#### [WHAT THE EXERCISE ASKS]
Copy out the listing below with "Label" substituted for every "Query", changing nothing else. Omit the pictures.

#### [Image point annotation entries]
──────────────────────────────
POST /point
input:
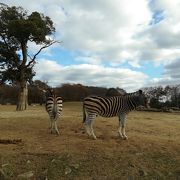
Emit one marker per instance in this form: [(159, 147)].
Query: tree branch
[(45, 46)]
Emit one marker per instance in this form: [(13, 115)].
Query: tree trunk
[(22, 98)]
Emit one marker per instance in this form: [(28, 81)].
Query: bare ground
[(151, 152)]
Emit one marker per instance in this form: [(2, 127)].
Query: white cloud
[(87, 74), (112, 31)]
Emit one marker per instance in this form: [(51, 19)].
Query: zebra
[(111, 106), (53, 107)]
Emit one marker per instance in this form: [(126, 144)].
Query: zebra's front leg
[(92, 131), (87, 126), (56, 128), (51, 125), (121, 129)]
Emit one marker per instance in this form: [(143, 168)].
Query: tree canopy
[(17, 29)]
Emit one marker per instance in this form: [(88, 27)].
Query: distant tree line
[(168, 96)]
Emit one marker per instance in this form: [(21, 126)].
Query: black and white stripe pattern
[(54, 109), (110, 107)]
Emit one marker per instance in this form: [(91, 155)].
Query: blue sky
[(110, 43)]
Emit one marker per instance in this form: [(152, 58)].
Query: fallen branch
[(10, 141)]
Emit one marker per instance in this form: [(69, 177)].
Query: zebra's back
[(104, 106)]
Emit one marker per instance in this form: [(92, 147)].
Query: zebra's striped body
[(110, 107), (54, 109)]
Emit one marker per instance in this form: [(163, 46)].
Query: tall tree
[(17, 29)]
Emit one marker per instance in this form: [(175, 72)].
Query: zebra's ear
[(140, 91)]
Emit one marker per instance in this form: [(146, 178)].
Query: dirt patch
[(151, 152)]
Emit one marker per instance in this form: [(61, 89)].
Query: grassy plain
[(151, 152)]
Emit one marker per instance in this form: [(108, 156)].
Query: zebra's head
[(144, 100)]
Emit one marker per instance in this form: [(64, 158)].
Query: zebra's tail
[(84, 114)]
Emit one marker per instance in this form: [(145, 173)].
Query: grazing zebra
[(110, 107), (54, 108)]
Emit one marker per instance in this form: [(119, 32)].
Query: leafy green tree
[(17, 29)]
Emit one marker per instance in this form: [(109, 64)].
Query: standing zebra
[(54, 108), (110, 107)]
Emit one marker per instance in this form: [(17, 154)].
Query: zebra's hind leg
[(91, 119), (87, 126), (121, 129)]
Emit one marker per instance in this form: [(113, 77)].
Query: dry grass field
[(151, 152)]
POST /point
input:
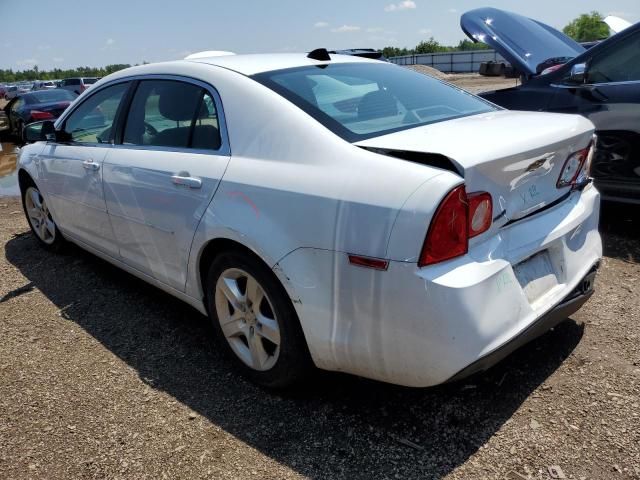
──────────────────────────────
#### [SOLVED EXERCISE]
POST /point
input:
Emit one marker per instance in this form: [(159, 147)].
Label: tree branch
[(45, 46)]
Emit one marker per instance in this form: [(13, 115)].
Label: tree trunk
[(22, 98)]
Emit one marker per instance in this form: [(28, 81)].
Label: bare ground
[(151, 152)]
Emit one marker per instance in this form: [(2, 127)].
Label: white cloud
[(87, 74), (112, 31)]
Emit one marker per instance in this form: [(51, 19)].
Label: zebra
[(111, 106), (53, 107)]
Emit one marker per instance in this form: [(126, 144)].
Label: zebra's front leg
[(92, 131), (87, 126), (56, 128), (51, 125), (121, 129)]
Emit one marker per instance in this form: [(143, 168)].
Label: tree canopy
[(17, 29)]
Emit one marker per instance in this form: [(88, 27)].
Label: distant tree line
[(168, 96)]
Emit one marker per instance in this form: [(21, 126)].
Label: black and white stripe pattern
[(54, 109), (110, 107)]
Emit one marker per instance in this form: [(91, 155)].
Label: blue sky
[(110, 43)]
Emit one marker per instance in this form: [(152, 58)].
Label: fallen branch
[(10, 141)]
Emit one marker per instance in this form: [(69, 177)].
Label: zebra's back
[(104, 106)]
Emit one marker per instance in this form: [(92, 147)].
Label: zebra's striped body
[(110, 107), (54, 109)]
Emit one marker per instance in this form: [(163, 46)].
Label: tall tree
[(17, 29)]
Emit one marker per instance in this form: [(175, 72)].
Label: zebra's ear
[(140, 91)]
Emit one marker per instance in this form: [(146, 178)].
Label: dirt patch
[(151, 152)]
Emit one marker per instance in this form: [(61, 89)].
Label: grassy plain
[(151, 152)]
Emit one marker per instance in this form: [(108, 156)].
Label: zebra's head
[(144, 100)]
Emit one marker per instance in this form: [(64, 158)].
Label: zebra's tail
[(84, 114)]
Emit one marker per instance in this form: [(145, 173)].
Label: grazing zebra
[(110, 107), (54, 108)]
Emit one marker per instance in this form: [(119, 32)].
Label: leafy green tree
[(17, 29)]
Emit one marker per instance in this form: [(109, 64)].
Label: standing zebra
[(54, 108), (110, 107)]
Emit one marker per instance in this form: [(17, 154)].
Label: zebra's hind leg
[(91, 119), (87, 126), (121, 129)]
Emit one marker per instance in this form: [(113, 77)].
Label: dry grass field
[(151, 152)]
POST /point
input:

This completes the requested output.